3.9 KiB
Another day another incident #02
Today's incident is all about Go context.
TLDR: context got canceled, but it shouldn't.
The problem
Imagine a chain of APIs:
- Calling API A
- Calling API B
Normally, if API A fails, API B should not be called. But what if API A is optional, whether it successes or fails, API B should be called anyway.
My buggy code is like this:
if err := doA(ctx); err != nil {
log.Error(err)
// Skip error
}
doB(ctx)
The problem is doA
taking too long, so ctx
is canceled, and the parent of
ctx
is canceled too. So when doB
is called with ctx
, it will be canceled
too (not what we want but sadly that what we got).
Example buggy code (The Go Playground):
func main() {
ctx, cancel := context.WithTimeout(context.Background(), 2*time.Second)
defer cancel()
doA(ctx)
doB(ctx)
}
func doA(ctx context.Context) {
ctx, ctxCancel := context.WithTimeout(ctx, 1*time.Second)
defer ctxCancel()
select {
case <-time.After(2 * time.Second):
fmt.Println("doA")
case <-ctx.Done():
fmt.Println("doA", ctx.Err())
}
}
func doB(ctx context.Context) {
ctx, ctxCancel := context.WithTimeout(ctx, 3*time.Second)
defer ctxCancel()
select {
case <-time.After(2 * time.Second):
fmt.Println("doB")
case <-ctx.Done():
fmt.Println("doB", ctx.Err())
}
}
The output is:
doA context deadline exceeded
doB context deadline exceeded
As you see both doA
and doB
are canceled.
The (temporary) solution
Quick Google search leads me to context: add WithoutCancel #40221 and I quote:
This is useful in multiple frequently recurring and important scenarios:
- Handling of rollback/cleanup operations in the context of an event (e.g., HTTP request) that has to continue regardless of whether the triggering event is canceled (e.g., due to timeout or the client going away)
- Handling of long-running operations triggered by an event (e.g., HTTP request) that terminates before the termination of the long-running operation
So beside waiting to upgrade to Go 1.21
to use context.WithoutCancel
, you
can use this workaround code:
func DisconnectContext(parent context.Context) context.Context {
if parent == nil {
return context.Background()

*PROVIDED RECORDS:*

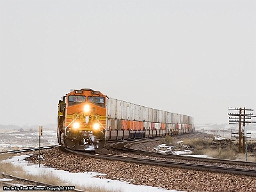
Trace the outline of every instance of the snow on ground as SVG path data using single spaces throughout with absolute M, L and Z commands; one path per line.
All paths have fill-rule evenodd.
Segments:
M 104 174 L 100 173 L 69 173 L 65 171 L 56 170 L 52 168 L 44 167 L 43 165 L 41 165 L 41 167 L 39 168 L 38 164 L 29 164 L 24 160 L 26 157 L 28 156 L 27 155 L 21 155 L 20 156 L 13 157 L 12 159 L 5 161 L 13 163 L 14 165 L 22 166 L 24 170 L 33 175 L 40 175 L 42 173 L 51 173 L 51 174 L 58 177 L 65 182 L 68 181 L 69 183 L 67 183 L 67 186 L 93 186 L 102 187 L 109 190 L 118 191 L 120 189 L 122 192 L 178 191 L 176 190 L 165 190 L 161 188 L 147 186 L 136 186 L 124 181 L 93 177 L 96 175 L 104 175 Z M 180 191 L 179 191 L 180 192 Z
M 182 143 L 183 141 L 178 141 L 178 143 Z M 156 150 L 162 153 L 162 154 L 173 154 L 176 155 L 180 154 L 191 154 L 192 152 L 190 150 L 184 150 L 182 151 L 175 151 L 174 148 L 175 146 L 167 146 L 166 144 L 161 144 L 154 148 Z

*WRITTEN TASK 1:* Print the snow-outline records word for word, leaving out the picture.
*WRITTEN TASK 2:* Pick up the Go context post where it stops and carry it on.
The records are unrelated to the Go context text.

*RIGHT ANSWER 1:*
Trace the outline of every instance of the snow on ground as SVG path data using single spaces throughout with absolute M, L and Z commands; one path per line.
All paths have fill-rule evenodd.
Segments:
M 104 174 L 100 173 L 69 173 L 65 171 L 56 170 L 52 168 L 44 167 L 43 165 L 41 165 L 41 167 L 39 168 L 38 164 L 29 164 L 24 160 L 26 157 L 28 156 L 27 155 L 21 155 L 20 156 L 13 157 L 12 159 L 5 161 L 13 163 L 14 165 L 22 166 L 24 170 L 33 175 L 40 175 L 42 173 L 51 173 L 51 174 L 58 177 L 65 182 L 68 181 L 69 183 L 67 183 L 67 186 L 93 186 L 102 187 L 109 190 L 118 191 L 120 189 L 122 192 L 178 191 L 176 190 L 165 190 L 161 188 L 147 186 L 136 186 L 124 181 L 93 177 L 96 175 L 104 175 Z M 180 191 L 179 191 L 180 192 Z
M 182 143 L 183 141 L 178 141 L 178 143 Z M 156 150 L 162 153 L 162 154 L 173 154 L 176 155 L 180 154 L 191 154 L 192 152 L 190 150 L 184 150 L 182 151 L 175 151 L 174 148 L 175 146 L 167 146 L 166 144 L 161 144 L 154 148 Z

*RIGHT ANSWER 2:*
}
return disconnectedContext{
parent: parent,
}
}
type disconnectedContext struct {
parent context.Context
}
func (ctx disconnectedContext) Deadline() (deadline time.Time, ok bool) {
return
}
func (ctx disconnectedContext) Done() <-chan struct{} {
return nil
}
func (ctx disconnectedContext) Err() error {
return nil
}
func (ctx disconnectedContext) Value(key any) any {
return ctx.parent.Value(key)
}
So the buggy code becomes (The Go Playground):
func main() {
ctx, cancel := context.WithTimeout(context.Background(), 2*time.Second)
defer cancel()
doA(ctx)
doB(ctx)
}
func doA(ctx context.Context) {
ctx, ctxCancel := context.WithTimeout(ctx, 1*time.Second)
defer ctxCancel()
select {
case <-time.After(2 * time.Second):
fmt.Println("doA")
case <-ctx.Done():
fmt.Println("doA", ctx.Err())
}
}
func doB(ctx context.Context) {
ctx, ctxCancel := context.WithTimeout(DisconnectContext(ctx), 3*time.Second)
defer ctxCancel()
select {
case <-time.After(2 * time.Second):
fmt.Println("doB")
case <-ctx.Done():
fmt.Println("doB", ctx.Err())
}
}
The output is:
doA context deadline exceeded
doB
As you see only doA
is canceled, doB
is done perfectly. And that what we
want in this case.